Assignment:
Copy out the data below. Keep every word as it is.

#### Raw data ####

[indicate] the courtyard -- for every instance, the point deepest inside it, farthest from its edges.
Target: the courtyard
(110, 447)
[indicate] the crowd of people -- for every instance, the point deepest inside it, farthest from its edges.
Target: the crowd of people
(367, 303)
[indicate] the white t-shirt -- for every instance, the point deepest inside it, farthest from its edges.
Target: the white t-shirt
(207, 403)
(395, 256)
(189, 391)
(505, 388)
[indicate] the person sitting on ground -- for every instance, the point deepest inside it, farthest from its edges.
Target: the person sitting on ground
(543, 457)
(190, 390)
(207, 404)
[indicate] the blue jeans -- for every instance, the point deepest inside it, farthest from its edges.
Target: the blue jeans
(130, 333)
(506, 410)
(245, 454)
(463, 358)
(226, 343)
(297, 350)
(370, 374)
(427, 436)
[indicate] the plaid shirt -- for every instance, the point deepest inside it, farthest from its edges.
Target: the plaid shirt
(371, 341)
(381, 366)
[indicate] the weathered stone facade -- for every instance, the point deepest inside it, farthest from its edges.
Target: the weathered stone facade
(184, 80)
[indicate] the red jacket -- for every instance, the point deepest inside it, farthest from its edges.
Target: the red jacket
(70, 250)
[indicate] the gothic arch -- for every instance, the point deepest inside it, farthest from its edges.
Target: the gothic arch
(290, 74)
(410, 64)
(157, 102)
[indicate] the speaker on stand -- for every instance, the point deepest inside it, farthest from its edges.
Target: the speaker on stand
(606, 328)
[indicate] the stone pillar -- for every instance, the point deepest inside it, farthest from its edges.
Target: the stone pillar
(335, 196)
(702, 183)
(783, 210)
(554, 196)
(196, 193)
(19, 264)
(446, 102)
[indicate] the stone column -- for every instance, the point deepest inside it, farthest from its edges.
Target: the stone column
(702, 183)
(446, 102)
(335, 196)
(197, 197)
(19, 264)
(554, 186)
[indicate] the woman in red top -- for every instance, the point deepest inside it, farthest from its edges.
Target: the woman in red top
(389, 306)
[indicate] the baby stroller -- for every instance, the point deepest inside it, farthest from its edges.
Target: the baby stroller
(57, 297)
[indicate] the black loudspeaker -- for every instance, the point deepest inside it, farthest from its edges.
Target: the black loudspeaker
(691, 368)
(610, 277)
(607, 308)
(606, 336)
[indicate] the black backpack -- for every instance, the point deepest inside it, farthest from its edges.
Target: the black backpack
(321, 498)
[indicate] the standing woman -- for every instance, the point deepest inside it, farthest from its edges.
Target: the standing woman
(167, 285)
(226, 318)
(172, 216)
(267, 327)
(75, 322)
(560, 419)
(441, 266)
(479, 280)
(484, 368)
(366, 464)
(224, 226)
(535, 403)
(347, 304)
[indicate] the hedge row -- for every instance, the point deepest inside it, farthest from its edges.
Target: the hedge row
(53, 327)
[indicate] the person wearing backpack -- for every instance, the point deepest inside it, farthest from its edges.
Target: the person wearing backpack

####

Reply to the task:
[indicate] the courtyard -- for every instance, the point deepest inside it, farthest from its edges.
Target: the courtyard
(110, 447)
[indicate] the crowd of people -- for every instance, the point deepest inside it, farthest from its edges.
Target: the crowd of people
(367, 303)
[indicate] the white t-shirt -- for every instance, the point deepest inside it, farthest from its edges.
Target: the white t-shirt
(207, 403)
(395, 256)
(189, 391)
(505, 388)
[indicate] the person sitting on ground -- for every instance, the point deepest inside it, farthest from its edges.
Target: the person sitting on ground
(543, 457)
(190, 390)
(207, 404)
[indicate] the blue jeans -- for every instance, the point deepest inside it, farthest from its edges.
Target: the blue jeans
(130, 333)
(506, 410)
(245, 454)
(463, 358)
(226, 343)
(297, 350)
(370, 374)
(427, 436)
[indicate] the plaid shirt -- for every instance, the point deepest inside it, farthest from its edges.
Target: the plaid shirt
(371, 341)
(381, 366)
[indicate] the weathered stone facade -- for every instance, the point deepest inside it, farthest from its edges.
Target: the weathered stone facade
(184, 80)
[indicate] the red jacket -- for every instance, the point deepest inside it, farthest from its edges.
Target: the red jacket
(70, 250)
[indicate] the gothic arch -- for every instance, the point deepest inside it, farthest from its edges.
Target: the gothic arch
(290, 74)
(410, 64)
(157, 102)
[indicate] the speaker on stand -- for every instance, the point deepest inside it, farthest from its edges.
Target: the speaker on stand
(606, 328)
[indicate] the stone pillar -- for every instance, the point deepest inside it, farthest from its edges.
Target: the stone pillar
(335, 196)
(702, 183)
(783, 210)
(554, 196)
(196, 193)
(19, 264)
(446, 102)
[indicate] the stone column -- for every instance, the point deepest inside it, farthest from its edges.
Target: the stone column
(702, 183)
(446, 102)
(335, 196)
(197, 197)
(19, 264)
(554, 186)
[indicate] the woman in red top -- for every instance, the point deepest inside it, farthest from its edges.
Target: the woman in red top
(389, 306)
[indicate] the baby stroller -- for every instance, the point deepest inside it, farthest from its edges.
Target: the baby stroller
(57, 297)
[indicate] the black loudspeaker -- for every instance, the point deepest inside it, farthest from its edges.
Target: the black loudspeaker
(691, 368)
(610, 277)
(607, 308)
(606, 336)
[indicate] the black backpack -- for every instance, the point deepest inside it, farthest from its edges.
Target: the black backpack
(321, 498)
[indicate] the standing woman -- for every instance, the point deepest inside it, farthest from its edges.
Target: the standing woman
(167, 285)
(226, 318)
(172, 216)
(267, 327)
(75, 322)
(560, 419)
(441, 266)
(479, 280)
(484, 368)
(366, 464)
(224, 226)
(535, 403)
(347, 304)
[indicate] the hedge row -- for every instance, the point deepest inside it, farthest from its edges.
Target: the hedge row
(53, 327)
[indicate] the person wearing backpack -- for every instance, the point deepest inside it, farthest from its edges.
Target: the person wearing backpack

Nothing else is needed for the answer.